From the entries below, copy every line that has the word "ceiling".
:: Data to examine ::
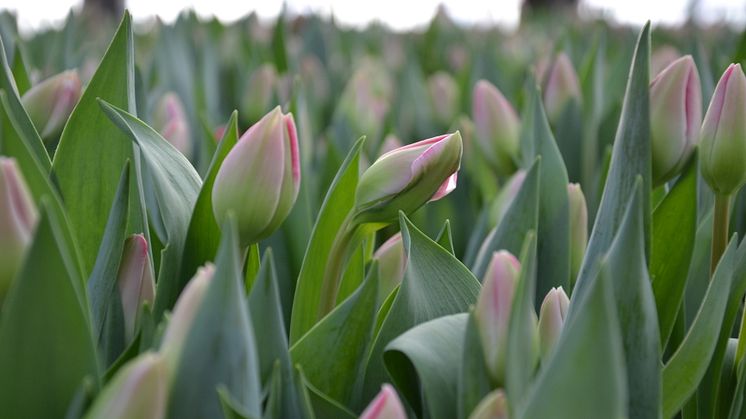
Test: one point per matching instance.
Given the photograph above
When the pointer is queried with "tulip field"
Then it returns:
(297, 219)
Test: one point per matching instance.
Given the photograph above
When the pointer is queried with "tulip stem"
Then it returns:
(719, 230)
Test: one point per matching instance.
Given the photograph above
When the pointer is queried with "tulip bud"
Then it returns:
(260, 177)
(444, 96)
(184, 313)
(493, 310)
(497, 126)
(386, 405)
(138, 390)
(561, 88)
(259, 92)
(551, 318)
(392, 262)
(171, 122)
(51, 102)
(675, 117)
(135, 281)
(578, 227)
(408, 177)
(17, 221)
(723, 135)
(493, 406)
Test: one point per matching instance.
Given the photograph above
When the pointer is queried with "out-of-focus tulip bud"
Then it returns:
(171, 122)
(497, 126)
(260, 90)
(183, 315)
(560, 88)
(578, 227)
(138, 390)
(675, 117)
(723, 135)
(135, 282)
(444, 96)
(51, 102)
(260, 177)
(505, 197)
(18, 218)
(551, 318)
(493, 310)
(493, 406)
(386, 405)
(392, 262)
(408, 177)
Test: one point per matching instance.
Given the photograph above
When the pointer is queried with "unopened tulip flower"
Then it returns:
(183, 315)
(578, 227)
(408, 177)
(493, 406)
(497, 126)
(561, 87)
(260, 177)
(551, 318)
(493, 310)
(51, 102)
(723, 134)
(386, 405)
(444, 96)
(135, 282)
(18, 218)
(392, 262)
(675, 117)
(171, 122)
(138, 390)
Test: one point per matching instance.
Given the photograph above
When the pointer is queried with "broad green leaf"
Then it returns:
(688, 365)
(220, 348)
(345, 335)
(424, 365)
(173, 185)
(584, 376)
(630, 158)
(46, 344)
(553, 233)
(674, 229)
(106, 305)
(520, 218)
(626, 269)
(337, 204)
(92, 148)
(435, 284)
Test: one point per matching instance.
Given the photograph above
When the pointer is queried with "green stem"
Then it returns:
(719, 230)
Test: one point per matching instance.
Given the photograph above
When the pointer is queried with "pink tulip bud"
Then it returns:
(392, 263)
(386, 405)
(723, 135)
(551, 318)
(260, 177)
(493, 406)
(493, 310)
(675, 117)
(182, 317)
(18, 218)
(135, 281)
(578, 227)
(51, 102)
(497, 126)
(444, 96)
(560, 88)
(171, 122)
(408, 177)
(138, 390)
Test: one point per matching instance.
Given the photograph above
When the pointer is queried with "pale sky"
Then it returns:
(398, 14)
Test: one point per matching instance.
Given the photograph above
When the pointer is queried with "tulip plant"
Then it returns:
(297, 220)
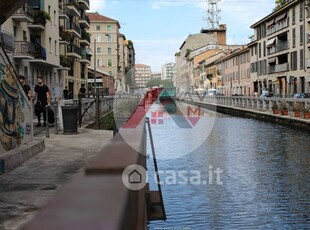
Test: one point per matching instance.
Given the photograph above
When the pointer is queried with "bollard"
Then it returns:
(47, 124)
(56, 117)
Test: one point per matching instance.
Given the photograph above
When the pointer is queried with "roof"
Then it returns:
(99, 71)
(96, 17)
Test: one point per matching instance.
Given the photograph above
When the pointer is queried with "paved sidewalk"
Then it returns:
(29, 187)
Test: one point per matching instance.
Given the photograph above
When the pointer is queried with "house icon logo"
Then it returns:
(134, 177)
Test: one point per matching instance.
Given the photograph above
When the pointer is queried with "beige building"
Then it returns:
(185, 76)
(46, 42)
(114, 53)
(280, 50)
(234, 70)
(74, 44)
(143, 73)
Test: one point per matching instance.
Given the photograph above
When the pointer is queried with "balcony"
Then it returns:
(65, 62)
(7, 40)
(39, 21)
(85, 54)
(65, 36)
(73, 51)
(73, 8)
(74, 29)
(24, 14)
(308, 63)
(84, 4)
(278, 68)
(85, 39)
(24, 50)
(84, 22)
(63, 13)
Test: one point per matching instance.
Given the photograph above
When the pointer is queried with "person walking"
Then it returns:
(43, 100)
(25, 86)
(66, 93)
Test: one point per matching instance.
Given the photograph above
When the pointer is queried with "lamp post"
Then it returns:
(96, 92)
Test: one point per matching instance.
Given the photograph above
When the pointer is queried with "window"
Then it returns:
(301, 10)
(293, 15)
(15, 31)
(54, 17)
(50, 44)
(264, 48)
(109, 62)
(24, 35)
(301, 58)
(109, 38)
(294, 60)
(301, 34)
(294, 37)
(49, 10)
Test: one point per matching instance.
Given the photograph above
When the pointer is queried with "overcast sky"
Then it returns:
(159, 27)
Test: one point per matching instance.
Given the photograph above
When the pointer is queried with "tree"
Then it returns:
(279, 4)
(159, 83)
(153, 82)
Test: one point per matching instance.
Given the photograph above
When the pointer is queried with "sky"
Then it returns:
(158, 28)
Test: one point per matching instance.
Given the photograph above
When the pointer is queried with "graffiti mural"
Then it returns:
(11, 115)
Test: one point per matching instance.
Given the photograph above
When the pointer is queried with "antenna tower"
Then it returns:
(213, 12)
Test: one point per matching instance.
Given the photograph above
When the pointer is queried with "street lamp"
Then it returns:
(96, 92)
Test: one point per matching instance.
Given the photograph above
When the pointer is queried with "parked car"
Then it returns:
(300, 95)
(265, 93)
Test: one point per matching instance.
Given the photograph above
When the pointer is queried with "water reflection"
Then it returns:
(265, 178)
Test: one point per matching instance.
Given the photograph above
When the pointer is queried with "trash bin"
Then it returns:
(70, 117)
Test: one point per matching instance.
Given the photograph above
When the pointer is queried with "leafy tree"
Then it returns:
(153, 82)
(158, 82)
(279, 4)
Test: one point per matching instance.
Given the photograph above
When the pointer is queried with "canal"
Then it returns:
(230, 173)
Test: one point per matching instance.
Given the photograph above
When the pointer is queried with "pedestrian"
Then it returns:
(66, 93)
(43, 100)
(25, 86)
(82, 91)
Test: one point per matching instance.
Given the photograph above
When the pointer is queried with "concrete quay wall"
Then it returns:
(257, 112)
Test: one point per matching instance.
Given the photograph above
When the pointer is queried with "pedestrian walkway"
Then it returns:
(29, 187)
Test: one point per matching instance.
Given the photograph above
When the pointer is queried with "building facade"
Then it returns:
(143, 73)
(168, 71)
(114, 53)
(45, 37)
(280, 50)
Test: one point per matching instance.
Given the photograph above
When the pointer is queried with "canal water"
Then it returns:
(243, 174)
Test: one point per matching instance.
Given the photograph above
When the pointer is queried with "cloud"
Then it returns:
(101, 5)
(151, 51)
(160, 4)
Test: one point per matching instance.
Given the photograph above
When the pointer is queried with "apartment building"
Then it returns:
(43, 39)
(234, 72)
(168, 71)
(185, 76)
(114, 53)
(143, 74)
(279, 53)
(74, 44)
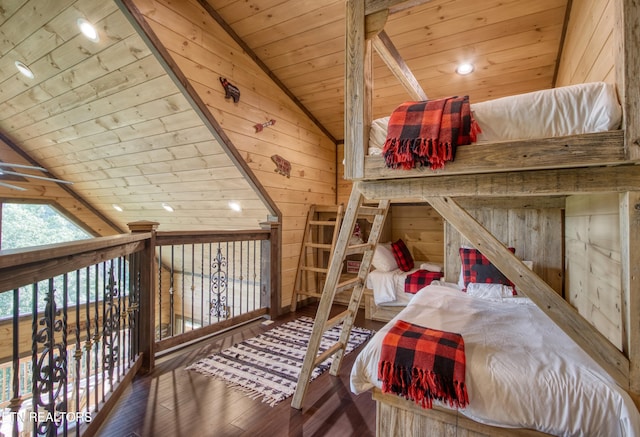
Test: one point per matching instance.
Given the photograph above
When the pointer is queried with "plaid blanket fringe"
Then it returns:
(427, 133)
(419, 279)
(423, 365)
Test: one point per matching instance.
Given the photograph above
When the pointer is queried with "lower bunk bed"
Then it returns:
(522, 373)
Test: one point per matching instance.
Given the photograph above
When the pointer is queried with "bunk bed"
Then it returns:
(594, 162)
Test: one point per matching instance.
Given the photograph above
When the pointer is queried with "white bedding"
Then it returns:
(522, 370)
(574, 109)
(388, 287)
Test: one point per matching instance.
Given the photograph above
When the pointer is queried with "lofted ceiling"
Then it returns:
(108, 117)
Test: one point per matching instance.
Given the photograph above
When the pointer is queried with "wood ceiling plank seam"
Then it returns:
(492, 38)
(216, 17)
(129, 149)
(328, 19)
(73, 51)
(152, 109)
(9, 8)
(108, 106)
(237, 124)
(186, 122)
(309, 53)
(62, 27)
(305, 37)
(285, 121)
(596, 43)
(25, 21)
(108, 61)
(479, 14)
(106, 85)
(269, 11)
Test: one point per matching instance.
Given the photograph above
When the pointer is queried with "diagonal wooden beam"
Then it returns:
(391, 57)
(560, 311)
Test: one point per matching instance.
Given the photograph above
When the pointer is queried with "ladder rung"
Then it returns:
(349, 283)
(370, 211)
(313, 269)
(326, 354)
(309, 293)
(336, 320)
(322, 222)
(358, 248)
(326, 208)
(318, 245)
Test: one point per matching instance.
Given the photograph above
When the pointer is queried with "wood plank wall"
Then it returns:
(422, 230)
(205, 52)
(592, 232)
(535, 233)
(593, 262)
(589, 49)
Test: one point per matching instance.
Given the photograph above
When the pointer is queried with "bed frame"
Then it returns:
(565, 166)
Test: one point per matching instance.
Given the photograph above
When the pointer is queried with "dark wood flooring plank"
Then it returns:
(171, 401)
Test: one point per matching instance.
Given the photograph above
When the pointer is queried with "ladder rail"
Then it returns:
(331, 286)
(308, 262)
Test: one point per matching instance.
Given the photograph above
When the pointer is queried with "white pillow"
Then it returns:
(431, 267)
(383, 259)
(489, 291)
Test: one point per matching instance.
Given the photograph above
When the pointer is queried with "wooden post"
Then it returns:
(271, 264)
(626, 30)
(147, 294)
(358, 91)
(630, 272)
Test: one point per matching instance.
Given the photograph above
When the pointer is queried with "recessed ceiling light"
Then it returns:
(464, 68)
(88, 30)
(26, 71)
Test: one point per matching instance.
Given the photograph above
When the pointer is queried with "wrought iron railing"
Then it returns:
(85, 317)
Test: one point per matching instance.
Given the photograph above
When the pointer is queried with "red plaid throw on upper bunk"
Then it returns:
(427, 133)
(419, 279)
(423, 364)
:::
• **Output below**
When the pointer is queried with "lofted ceiling"
When the pointer is queried with "wood ceiling plank seam"
When the pointer is queried with "recessed ceiling light"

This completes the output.